### Activity
Drop the pictures and restate the rest of the listing word for word.

### Data section
::::::::::

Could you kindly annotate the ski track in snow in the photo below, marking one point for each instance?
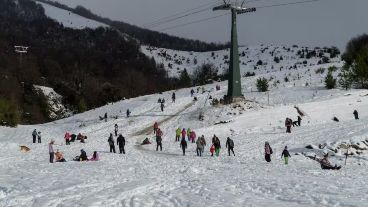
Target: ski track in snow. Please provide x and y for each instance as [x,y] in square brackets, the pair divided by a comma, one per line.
[144,177]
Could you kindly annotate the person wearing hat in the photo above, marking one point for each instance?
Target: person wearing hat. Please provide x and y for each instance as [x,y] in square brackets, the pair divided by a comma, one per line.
[51,151]
[268,152]
[286,155]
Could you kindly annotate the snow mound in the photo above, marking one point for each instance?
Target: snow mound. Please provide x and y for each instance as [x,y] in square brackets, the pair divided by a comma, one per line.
[69,19]
[56,109]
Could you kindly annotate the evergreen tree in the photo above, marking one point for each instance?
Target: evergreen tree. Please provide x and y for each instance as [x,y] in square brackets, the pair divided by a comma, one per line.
[330,81]
[184,80]
[262,84]
[82,106]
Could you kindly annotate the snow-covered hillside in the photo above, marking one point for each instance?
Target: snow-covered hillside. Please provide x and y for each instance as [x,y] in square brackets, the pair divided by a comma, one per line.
[258,59]
[56,109]
[69,19]
[144,177]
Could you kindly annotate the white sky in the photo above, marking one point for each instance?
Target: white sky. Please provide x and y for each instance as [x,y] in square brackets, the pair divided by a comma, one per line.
[324,23]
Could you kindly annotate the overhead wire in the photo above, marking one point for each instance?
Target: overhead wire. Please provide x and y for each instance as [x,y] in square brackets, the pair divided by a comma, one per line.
[179,14]
[258,7]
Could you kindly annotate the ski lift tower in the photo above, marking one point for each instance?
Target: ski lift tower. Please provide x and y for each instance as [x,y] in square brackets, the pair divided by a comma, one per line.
[234,92]
[21,50]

::::::::::

### Solution
Could you kindly annotate the ski track in snow in the photo below, marking one point for each instance?
Target: ski track in snow. Please provide x and y for each instance as [x,y] in square brackets, the pair divided by a comma, one per line.
[144,177]
Could you kindly annotate the person wearing hat in the photo above, marking one point for each instance?
Target: person wearing hat. Please provide x and y for each instance as [x,y] in square brackets, the pair divided by a comma, one per line.
[51,151]
[268,152]
[286,155]
Could you kindly annotate the snow mound in the photo above, marking one point for each instance?
Target: snow mound. Please provide x and y for each instance as [x,y] in square brackets, the pair divided by a comma, one per line.
[69,19]
[56,109]
Could you kindly annotate the evergreen tree in the photo above, marking one point for each instance?
Target: evergreen tree. Please provide x and y for each instance as [x,y] in square brackets, the pair divided by a comma, one per line.
[330,81]
[184,80]
[262,84]
[82,106]
Could you kindly annotate the snow-covered hillside in the photo above, marking one point for each instance?
Target: snow-covered hillside. Please provide x and y for each instance as [x,y] in square brackets, the pair divided by a comma, one per line.
[258,59]
[56,109]
[69,19]
[144,177]
Could you kindly annotate the white sky in the photo above, marking one point for each instance?
Target: white sky. Please provide x and y for each instance as [x,y] in square brackets, the pair divided by a comma, one per line.
[324,23]
Could you kindly annotate the overhead wire in the photo above, marking one point for each instance?
Target: overhead wire. Please provide x and y for each instance as [x,y] in square brackets, the pair divided by a comma, one per line.
[179,14]
[258,7]
Could you kindly annotate the ski lift tower in the photo above, marking one point for each instance?
Target: ski lift tower. Please provide x and y for each instance as [x,y] in square brackets, the pair divided by a comma, one per line.
[234,92]
[21,50]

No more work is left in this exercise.